[Input data start]

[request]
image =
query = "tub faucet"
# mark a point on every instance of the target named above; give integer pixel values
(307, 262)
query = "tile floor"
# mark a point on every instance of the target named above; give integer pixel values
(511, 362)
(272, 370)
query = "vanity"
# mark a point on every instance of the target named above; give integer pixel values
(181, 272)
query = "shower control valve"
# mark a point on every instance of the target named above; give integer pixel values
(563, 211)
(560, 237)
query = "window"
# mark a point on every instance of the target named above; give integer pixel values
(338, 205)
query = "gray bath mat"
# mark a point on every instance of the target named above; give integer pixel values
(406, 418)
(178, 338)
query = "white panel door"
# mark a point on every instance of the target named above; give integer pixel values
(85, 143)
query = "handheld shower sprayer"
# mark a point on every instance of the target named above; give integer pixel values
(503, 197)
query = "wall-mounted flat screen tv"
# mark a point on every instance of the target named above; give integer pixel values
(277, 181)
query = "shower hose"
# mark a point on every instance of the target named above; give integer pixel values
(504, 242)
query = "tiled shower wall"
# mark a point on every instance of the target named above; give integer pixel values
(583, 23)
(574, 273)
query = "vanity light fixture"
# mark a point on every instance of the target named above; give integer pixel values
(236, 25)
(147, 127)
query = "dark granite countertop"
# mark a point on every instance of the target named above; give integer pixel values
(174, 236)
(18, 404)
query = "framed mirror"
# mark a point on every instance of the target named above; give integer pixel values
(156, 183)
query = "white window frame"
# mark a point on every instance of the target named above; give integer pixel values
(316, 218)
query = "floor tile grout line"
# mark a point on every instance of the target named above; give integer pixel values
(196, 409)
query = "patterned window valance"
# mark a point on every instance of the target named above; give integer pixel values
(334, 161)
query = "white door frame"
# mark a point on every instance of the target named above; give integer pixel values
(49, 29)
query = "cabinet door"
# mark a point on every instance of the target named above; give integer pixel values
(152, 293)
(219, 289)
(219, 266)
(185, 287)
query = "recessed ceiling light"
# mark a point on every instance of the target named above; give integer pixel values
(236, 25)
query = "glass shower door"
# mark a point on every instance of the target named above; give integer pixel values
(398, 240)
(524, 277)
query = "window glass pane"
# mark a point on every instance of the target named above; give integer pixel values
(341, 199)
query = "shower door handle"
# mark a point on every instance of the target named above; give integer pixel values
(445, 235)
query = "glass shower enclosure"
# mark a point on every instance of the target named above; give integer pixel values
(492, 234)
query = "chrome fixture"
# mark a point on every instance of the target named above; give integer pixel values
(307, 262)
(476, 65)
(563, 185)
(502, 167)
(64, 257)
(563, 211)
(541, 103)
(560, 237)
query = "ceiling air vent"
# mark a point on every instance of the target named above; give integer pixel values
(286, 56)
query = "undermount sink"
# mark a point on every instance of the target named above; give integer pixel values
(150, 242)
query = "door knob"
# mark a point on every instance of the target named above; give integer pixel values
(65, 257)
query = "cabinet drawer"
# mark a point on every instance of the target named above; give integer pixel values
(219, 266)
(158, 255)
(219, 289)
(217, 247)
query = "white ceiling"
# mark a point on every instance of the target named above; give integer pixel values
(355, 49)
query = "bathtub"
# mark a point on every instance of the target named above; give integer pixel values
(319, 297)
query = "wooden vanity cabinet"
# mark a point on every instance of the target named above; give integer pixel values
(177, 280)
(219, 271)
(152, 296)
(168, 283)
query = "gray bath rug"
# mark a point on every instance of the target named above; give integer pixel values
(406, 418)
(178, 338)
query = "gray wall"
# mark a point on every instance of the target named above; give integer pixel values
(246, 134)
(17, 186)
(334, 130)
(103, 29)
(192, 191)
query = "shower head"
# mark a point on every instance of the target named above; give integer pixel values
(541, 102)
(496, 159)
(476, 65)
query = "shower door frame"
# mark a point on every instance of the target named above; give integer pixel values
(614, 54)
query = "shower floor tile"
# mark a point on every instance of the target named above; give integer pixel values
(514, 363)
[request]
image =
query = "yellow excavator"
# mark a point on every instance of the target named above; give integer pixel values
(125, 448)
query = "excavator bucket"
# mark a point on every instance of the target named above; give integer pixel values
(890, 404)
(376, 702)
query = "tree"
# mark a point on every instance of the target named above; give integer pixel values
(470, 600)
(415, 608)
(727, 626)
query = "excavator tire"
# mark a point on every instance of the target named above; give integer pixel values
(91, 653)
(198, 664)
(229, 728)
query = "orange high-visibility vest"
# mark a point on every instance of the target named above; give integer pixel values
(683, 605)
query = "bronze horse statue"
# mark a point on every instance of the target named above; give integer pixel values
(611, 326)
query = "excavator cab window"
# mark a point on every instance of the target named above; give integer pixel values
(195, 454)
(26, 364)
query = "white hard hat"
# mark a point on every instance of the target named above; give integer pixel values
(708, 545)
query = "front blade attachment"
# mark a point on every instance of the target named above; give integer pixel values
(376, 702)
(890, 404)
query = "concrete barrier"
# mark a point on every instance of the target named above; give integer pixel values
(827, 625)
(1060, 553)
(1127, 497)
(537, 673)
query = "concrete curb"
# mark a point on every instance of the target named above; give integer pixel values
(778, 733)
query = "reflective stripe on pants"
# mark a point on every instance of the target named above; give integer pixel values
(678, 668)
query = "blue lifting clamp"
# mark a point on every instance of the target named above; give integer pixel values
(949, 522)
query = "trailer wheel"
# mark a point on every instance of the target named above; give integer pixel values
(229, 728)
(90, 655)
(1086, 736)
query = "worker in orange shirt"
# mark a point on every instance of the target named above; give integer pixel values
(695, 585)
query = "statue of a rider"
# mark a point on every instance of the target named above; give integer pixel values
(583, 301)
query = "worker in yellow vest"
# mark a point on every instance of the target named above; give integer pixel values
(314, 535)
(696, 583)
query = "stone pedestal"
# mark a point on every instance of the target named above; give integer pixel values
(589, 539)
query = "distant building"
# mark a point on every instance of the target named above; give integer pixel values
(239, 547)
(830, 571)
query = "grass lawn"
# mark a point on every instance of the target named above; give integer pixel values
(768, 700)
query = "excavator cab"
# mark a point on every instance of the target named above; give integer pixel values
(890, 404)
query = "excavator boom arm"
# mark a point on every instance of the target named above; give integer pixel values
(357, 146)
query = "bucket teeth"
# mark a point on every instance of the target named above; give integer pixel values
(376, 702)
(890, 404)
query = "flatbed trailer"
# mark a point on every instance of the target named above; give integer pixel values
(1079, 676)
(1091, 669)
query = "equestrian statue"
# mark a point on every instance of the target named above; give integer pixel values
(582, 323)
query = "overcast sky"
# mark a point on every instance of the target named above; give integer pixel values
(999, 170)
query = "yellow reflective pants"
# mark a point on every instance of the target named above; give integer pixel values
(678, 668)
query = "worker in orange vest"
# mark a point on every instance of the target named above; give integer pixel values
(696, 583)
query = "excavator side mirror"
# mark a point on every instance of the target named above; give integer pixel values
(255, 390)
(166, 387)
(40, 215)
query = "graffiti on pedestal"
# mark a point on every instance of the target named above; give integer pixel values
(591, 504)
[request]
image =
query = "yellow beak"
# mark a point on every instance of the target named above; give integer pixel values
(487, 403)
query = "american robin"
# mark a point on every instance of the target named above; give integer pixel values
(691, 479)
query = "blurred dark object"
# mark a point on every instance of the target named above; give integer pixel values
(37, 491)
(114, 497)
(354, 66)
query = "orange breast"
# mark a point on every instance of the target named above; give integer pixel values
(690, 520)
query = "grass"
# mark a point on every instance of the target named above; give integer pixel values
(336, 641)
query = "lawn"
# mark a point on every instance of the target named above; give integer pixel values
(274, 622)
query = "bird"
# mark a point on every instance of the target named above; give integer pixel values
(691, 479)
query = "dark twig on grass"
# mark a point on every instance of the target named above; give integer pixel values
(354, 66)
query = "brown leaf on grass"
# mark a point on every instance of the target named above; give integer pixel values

[Input data end]

## The request
Reproduce every line of the data verbatim.

## Problem solution
[request]
image =
query = "tub faucet"
# mark a point on every instance of the target named above; give integer pixel values
(307, 262)
query = "tile floor"
# mark a point on every instance of the target named above; give integer pixel values
(511, 362)
(272, 370)
query = "vanity"
# mark a point on every instance of the target named above; give integer pixel values
(181, 272)
query = "shower control valve"
# mark a point on every instance of the target named above; give integer pixel values
(563, 211)
(560, 237)
query = "window"
# mark a point on every instance of the target named above; give integer pixel values
(338, 205)
query = "gray bath mat"
# mark a point on every instance of the target named above; give integer pixel values
(406, 418)
(178, 338)
query = "white panel door"
# mark a point on every instance of the target named above; give integer pixel values
(85, 143)
query = "handheld shower sprayer"
# mark a point on every instance of the target named above; give integer pixel values
(503, 197)
query = "wall-mounted flat screen tv"
# mark a point on every instance of the target named above; give integer pixel values
(277, 181)
query = "shower hose"
# mark a point on every instance of the target named above; give integer pixel values
(504, 242)
query = "tiled shower wall"
# mark a point on every instance of the target named above; give integer pixel values
(583, 23)
(574, 273)
query = "vanity light fixture"
# mark a point on every instance of the target named above; give integer pixel values
(236, 25)
(147, 127)
query = "dark granite countertop"
# mark a point on every instance of the target named above; give integer pixel values
(174, 236)
(18, 404)
query = "framed mirror"
# mark a point on every instance of the target named above; give integer pixel values
(156, 183)
query = "white window frame"
# mark a point on every instance of the target named above; give integer pixel values
(316, 218)
query = "floor tile grout line"
# mark a point on every instance of the target named above; give integer pixel values
(196, 409)
query = "patterned window valance"
# mark a point on every instance of the target named above; give integer pixel values
(334, 161)
query = "white door frame"
# mark a point on every instance of the target named above; give integer pixel values
(49, 29)
query = "cabinet door"
# mark a point on every instance of the target named above; give integer pixel values
(152, 293)
(219, 289)
(219, 266)
(185, 287)
query = "recessed ceiling light"
# mark a point on every instance of the target named above; give integer pixel values
(236, 25)
query = "glass shower door"
# mark a point on every instance of the target named above; give integer pixel values
(398, 240)
(524, 277)
query = "window glass pane"
# mark a point on every instance of the target named above; give integer pixel values
(341, 199)
query = "shower door handle"
# mark a point on every instance of the target named above; give integer pixel values
(445, 235)
query = "glass shower enclosure"
# mark a point on every instance of the target named above; give integer pixel values
(492, 234)
query = "chrome fixture"
# mark a point on every instance of the target named above; give integer pixel values
(307, 262)
(476, 65)
(563, 185)
(502, 167)
(64, 257)
(563, 211)
(541, 103)
(560, 237)
query = "ceiling air vent"
# mark a point on every instance of the target named above; give integer pixel values
(286, 56)
query = "undermount sink"
# mark a point on every instance of the target named above; give integer pixel values
(150, 242)
query = "door knob"
# mark a point on every instance of the target named above; give integer pixel values
(65, 257)
query = "cabinet drawer"
# mark a point on every instance of the target named above; give integer pixel values
(219, 266)
(158, 255)
(219, 289)
(217, 247)
query = "white ceiling"
# mark a point on every instance of the target named above; give integer pixel values
(355, 49)
query = "bathtub"
# mark a point on every instance of the target named above; give integer pixel values
(319, 297)
query = "wooden vanity cabinet"
# mark a point on every instance of the target named above; give integer pixel values
(177, 280)
(219, 271)
(152, 296)
(168, 283)
query = "gray bath rug"
# mark a point on every instance of the target named above; give integer pixel values
(406, 418)
(178, 338)
query = "gray wall"
# mark a point on every instance of the target named above; give integer pixel values
(246, 134)
(17, 186)
(334, 130)
(103, 29)
(192, 191)
query = "shower head"
# mark a point on every instance of the target named above; give integer pixel values
(541, 102)
(496, 159)
(476, 65)
query = "shower door frame"
# mark a point on every instance of the target named above; give integer pixel values
(614, 54)
query = "shower floor tile"
# mark a point on every instance of the target named above; give integer pixel values
(514, 363)
[request]
image =
query = "yellow excavator"
# mark a point on every instance of the target named above; give integer pixel values
(125, 448)
query = "excavator bucket"
# mark a point on every instance of the target named above; give integer pixel values
(890, 404)
(376, 702)
query = "tree"
# mark a point on every instance of the target named above; give integer pixel values
(470, 600)
(415, 608)
(727, 626)
query = "excavator tire"
# mark a point on every instance of the target named above; give integer pixel values
(91, 653)
(198, 664)
(229, 728)
query = "orange high-visibility vest"
# mark a point on every instance of the target named above; give integer pixel values
(683, 605)
query = "bronze horse statue"
# mark a point on every instance of the target named above; give integer pixel values
(611, 326)
query = "excavator cab window"
# mark a point on every instance of the target named above; give integer pixel values
(195, 454)
(26, 364)
query = "white hard hat"
# mark a point on every instance of the target named above; give integer pixel values
(708, 545)
query = "front blade attachment"
# mark a point on every instance of the target named above; give integer pixel values
(376, 702)
(890, 404)
query = "concrete barrier"
# mark a point on every instance of the target named above; give integer pixel values
(827, 625)
(1060, 553)
(1127, 497)
(537, 673)
query = "concrete curb"
# mark a point on every instance of the target named above; give integer pixel values
(778, 733)
query = "reflective stripe on pants"
# mark a point on every instance of the target named above; give integer pixel values
(678, 668)
query = "blue lifting clamp"
# mark a point on every instance of the target named above; give integer pixel values
(949, 522)
query = "trailer wheel"
# mark a point on every instance of the target named above; give integer pixel values
(229, 728)
(90, 655)
(1086, 736)
query = "worker in orange shirt"
# mark a point on every instance of the target named above; give integer pixel values
(695, 585)
query = "statue of a rider"
# mark a point on every instance of the target named above; give integer pixel values
(583, 301)
query = "worker in yellow vest"
# mark a point on every instance of the target named above; give integer pixel values
(314, 535)
(696, 583)
query = "stone pedestal"
# mark a point on every instance of the target named above; give integer pixel values
(589, 539)
query = "distant building"
# mark a point on every instance of the target named above; give integer pixel values
(239, 547)
(830, 571)
query = "grass lawn"
# mark a point on every instance of the target named above; give integer pixel values
(768, 700)
query = "excavator cab"
# mark a point on every instance of the target named above; give integer pixel values
(890, 404)
query = "excavator boom arm"
# mark a point on every instance of the target named above; give integer pixel values
(357, 146)
query = "bucket teeth"
# mark a point on every instance of the target named above; give integer pixel values
(376, 702)
(890, 404)
query = "flatbed trailer"
# mark a point on every instance of the target named above; give integer pixel values
(1079, 676)
(1091, 669)
query = "equestrian statue"
# mark a point on every instance of the target named above; give integer pixel values
(582, 323)
query = "overcast sky"
# mark a point on every instance of the target named above; give integer pixel values
(999, 170)
query = "yellow reflective pants"
# mark a point on every instance of the target named above; give integer pixel values
(678, 668)
query = "worker in orange vest"
# mark a point on every instance of the target named above; give integer pixel values
(696, 583)
query = "excavator side mirror"
# mark a point on every instance of the target named above; give integer pixel values
(255, 390)
(166, 387)
(40, 215)
query = "graffiti on pedestal"
# mark a point on every instance of the target named above; give integer pixel values
(591, 504)
[request]
image =
query = "yellow beak"
# mark a point on every instance of the target named above; give integer pixel values
(487, 403)
query = "american robin"
# mark a point on every instance of the target named above; give integer pixel values
(691, 479)
query = "blurred dark object"
# mark a point on every instance of the target named above; give integer pixel values
(37, 491)
(114, 497)
(354, 66)
query = "orange breast"
# mark a point on every instance of the target named above; give integer pixel values
(690, 520)
query = "grass"
# mark a point on every instance of the target named above; give integer pixel values
(336, 641)
query = "lawn"
# mark a point on every instance of the target named above; give integer pixel values
(274, 622)
query = "bird"
# mark a point on every instance of the target named above; give integer pixel values
(691, 479)
query = "dark twig on grass"
# mark a point on every instance of the target named above; give integer pixel values
(354, 66)
query = "brown leaf on grass"
# mark a point on every instance of the target named above; give integer pixel values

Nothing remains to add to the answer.